- _What is expected_: Work through the lines of the material below, note those with the word "every", and give their number, nothing else.

- _Data provided_:
====

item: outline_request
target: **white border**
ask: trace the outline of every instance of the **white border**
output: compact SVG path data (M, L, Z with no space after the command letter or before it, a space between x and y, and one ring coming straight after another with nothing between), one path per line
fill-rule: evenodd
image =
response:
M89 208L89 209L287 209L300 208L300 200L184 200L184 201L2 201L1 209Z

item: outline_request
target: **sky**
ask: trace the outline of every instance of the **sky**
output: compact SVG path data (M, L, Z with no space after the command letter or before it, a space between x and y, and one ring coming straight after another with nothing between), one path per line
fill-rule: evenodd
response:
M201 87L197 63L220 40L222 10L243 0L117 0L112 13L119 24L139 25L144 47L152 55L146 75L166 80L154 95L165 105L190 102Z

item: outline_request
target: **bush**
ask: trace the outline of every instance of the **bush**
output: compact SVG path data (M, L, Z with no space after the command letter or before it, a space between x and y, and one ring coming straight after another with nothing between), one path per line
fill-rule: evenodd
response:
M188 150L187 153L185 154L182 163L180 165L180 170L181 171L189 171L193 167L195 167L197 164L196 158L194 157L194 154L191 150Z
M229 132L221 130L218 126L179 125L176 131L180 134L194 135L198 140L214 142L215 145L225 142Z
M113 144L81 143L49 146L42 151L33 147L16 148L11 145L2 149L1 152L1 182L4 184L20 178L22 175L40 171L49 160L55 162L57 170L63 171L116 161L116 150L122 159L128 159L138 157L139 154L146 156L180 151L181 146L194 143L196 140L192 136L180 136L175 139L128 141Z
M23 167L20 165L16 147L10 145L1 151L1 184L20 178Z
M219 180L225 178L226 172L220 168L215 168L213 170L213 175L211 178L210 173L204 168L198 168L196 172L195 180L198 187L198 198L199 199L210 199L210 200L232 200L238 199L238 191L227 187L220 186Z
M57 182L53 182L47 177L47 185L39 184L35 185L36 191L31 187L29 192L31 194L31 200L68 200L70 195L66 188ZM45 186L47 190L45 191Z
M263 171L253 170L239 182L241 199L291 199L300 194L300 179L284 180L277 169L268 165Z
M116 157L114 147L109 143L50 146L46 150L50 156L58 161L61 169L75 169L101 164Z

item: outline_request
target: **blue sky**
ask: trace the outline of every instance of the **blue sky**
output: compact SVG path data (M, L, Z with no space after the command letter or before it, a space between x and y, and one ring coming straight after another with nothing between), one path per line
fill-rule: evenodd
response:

====

- _Reply to the exercise_: 4